» **Required task**: Reproduce every line of the listing below, including the requests, but shift each point coordinate in the answers up by 51. Leave the pictures out of your reply.

» **Supplied material**:
--- start ---

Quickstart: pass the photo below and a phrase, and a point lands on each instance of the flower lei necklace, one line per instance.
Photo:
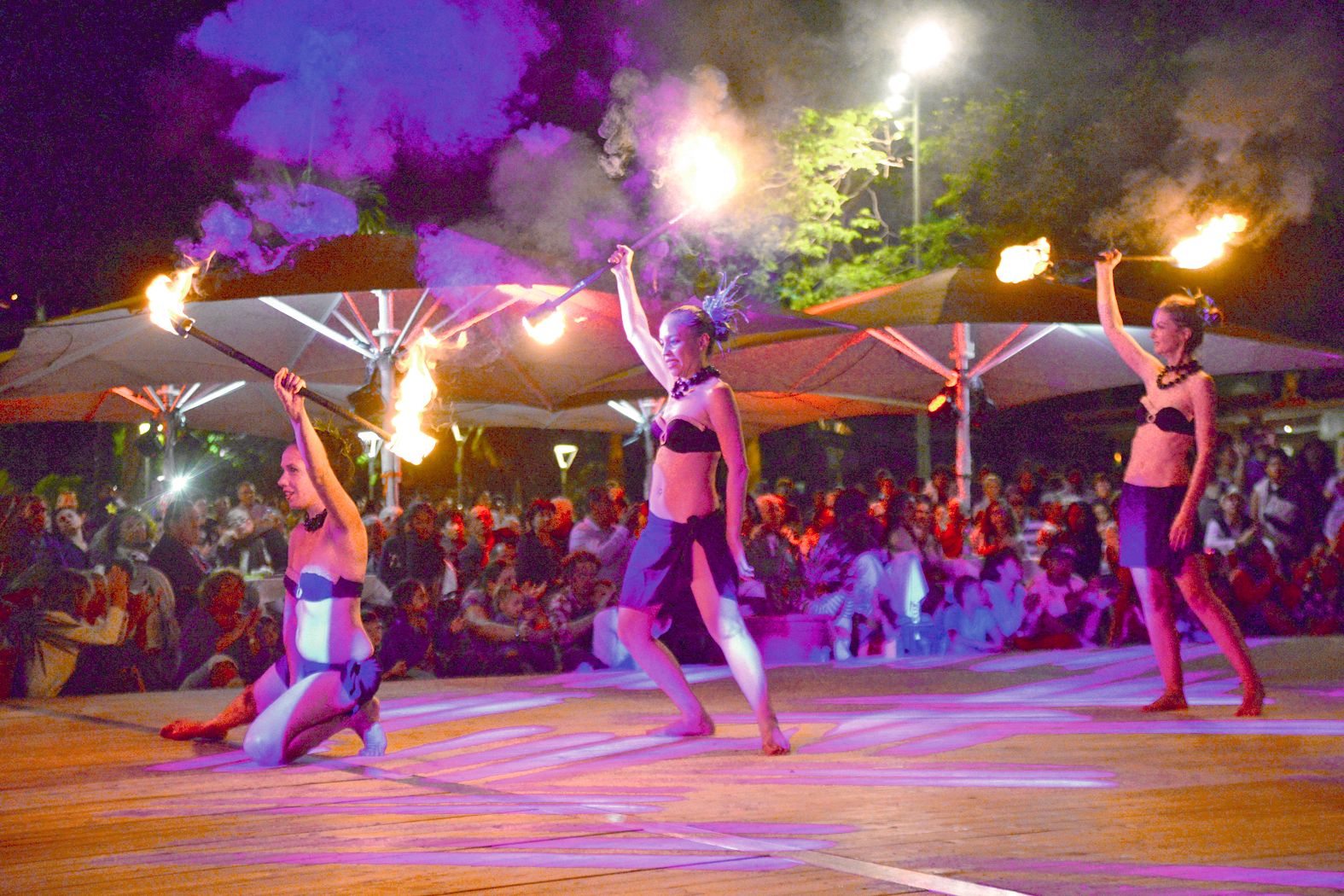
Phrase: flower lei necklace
(1173, 374)
(684, 385)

--- end ---

» **Answer to this problem**:
Quickstart: pass the photo below and a phrase, and a point lands on each instance of the flower lei necklace, one line per instance.
Photo:
Phrase: flower lei necklace
(1224, 425)
(735, 436)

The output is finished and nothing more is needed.